Page MenuHomeFreeBSD

NFS remove: Send the remove RPC when a vnode is in-use with more than 1 link.
Needs ReviewPublic

Authored by bdrewery on May 6 2016, 9:00 PM.

Details

Summary

Put another way, only do the silly rename on a file in-use if it has 1 link
count and hasn't been renamed yet.

Before this if a vnode had more than 1 link and the directory it was in was
removed with 'rm -rf', then the silly rename would rename the file and the
'rm' would fail since FTS didn't know about the newly renamed file and would
not remove the .nfs file before trying the rmdir(). This is still the case
when there is only 1 link on an in-use vnode, but now if there is more than 1
link then the file is not renamed and the remove RPC is sent, thus the 'rm
-rf' can succeed.

This manifested by hardlinking an executable from a temporary directory into
/, and then running the / version while removing the temporary version.

Sponsored by: EMC / Isilon Storage Division

Diff Detail

Repository
rS FreeBSD src repository
Lint
Lint OK
Unit
No Unit Test Coverage
Build Status
Buildable 3608
Build 3648: arc lint + arc unit

Event Timeline

bdrewery updated this revision to Diff 15999.May 6 2016, 9:00 PM
bdrewery retitled this revision from to NFS remove: Send the remove RPC when a vnode is in-use with more than 1 link..
bdrewery updated this object.
bdrewery edited the test plan for this revision. (Show Details)
bdrewery added reviewers: rmacklem, kib.
bdrewery added a subscriber: cem.
kib edited edge metadata.May 7 2016, 8:16 PM

I really do not understand the patch. Putting aside any description of the situation, look at the conditions:
if left-most part of the if() condition does not hold, i.e. vrefcnt(vp) != 1, I claim that vrefcnt(vp) > 1. This is because VOP_REMOVE() is always preceeded by vget(), typically done by namei().

As the consequence, IMO the patch is no-op.

kib added a comment.May 7 2016, 8:18 PM
In D6254#133087, @kib wrote:

As the consequence, IMO the patch is no-op.

Sorry, my bad, of course it is not nop, it ignores the n_sillyrename. I do not understand this even more.

rmacklem edited edge metadata.May 7 2016, 9:21 PM

The code has been this way (without this patch) for over 20 years.
(I just looked in the old client and the same code is in FreeBSD4.)

## Source data
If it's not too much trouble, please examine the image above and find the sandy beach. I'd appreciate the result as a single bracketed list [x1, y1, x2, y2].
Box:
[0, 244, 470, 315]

## Work to do
a. In the NFS remove patch review above, rewrite the paragraph that begins "Before this if a vnode had more than 1 link" as a short bulleted list that keeps its main facts.
b. Write what comes next in the NFS remove patch review, starting after its last line.

## Task-by-task answers
a.
- Previously, if a vnode had more than 1 link and its directory was removed with 'rm -rf', the silly rename renamed the file.
- The 'rm' then failed: FTS didn't know about the newly renamed file, so it did not remove the .nfs file before trying the rmdir().
- This still happens when an in-use vnode has only 1 link.
- With more than 1 link, the file is now not renamed and the remove RPC is sent, so 'rm -rf' can succeed.

b.
It basically allows the remove to happen if the file's link cnt is
greater than one and it has already been silly renamed.

Since the link cnt is > 1, it would seem that the data won't go away
and, as such, the remove should happen. So why does the code
only do this if it has already been silly renamed?

  • I honestly don't know, but I am concerned that there might have been some application that ran across multiple clients (removing the different hard links) that broke when the name is unlinked instead of silly renamed.
    • The NFS remove takes the file handle for the directory and a name, so it won't remove the silly renamed file name unless it specifies that one.
    • Does this break any real application people care about? I have no idea. When I did the new NFS client, I carefully retained these semantics, so that the new NFS client was "bug compatible with the old one".

The VOP_GETATTR() could get stale cached attributes, so I would at least recommend
that the cached attributes be invalidated before the VOP_GETATTR() call so it
gets an up to date link cnt from the server.
Maybe:

if (vp->v_type == VDIR)
     return (EPERM);
if (vrefcnt(vp) > 1) {
     mtx_lock(&np->n_mtx);    *** You can just crib these lines from near the end of nfs_remove().
     np->n_attrstamp = 0;
     mtx_unlock(&np->n_mtx);
}
if (vrefcnt(vp) == 1 || .....

Sorry, I have no idea how to modify the patch within phabricator, rick.

Maybe these guys have more insight into why a file with multiple
hard links still gets renamed in the unpatched code?

kib added a comment.May 7 2016, 9:39 PM

I looked at the CSRG repository, and the latest revision of nfs/nfs_vnops.c already has the va_nlink > 1 code.

The change was apparently introduced by the rev. 68653 by mckusick which has the commit message "massive update to incorporate version 3 protocol from Rick Macklem", see https://kib.kiev.ua/viewvc/csrg/sys/nfs/nfs_vnops.c?r1=68539&r2=68653 .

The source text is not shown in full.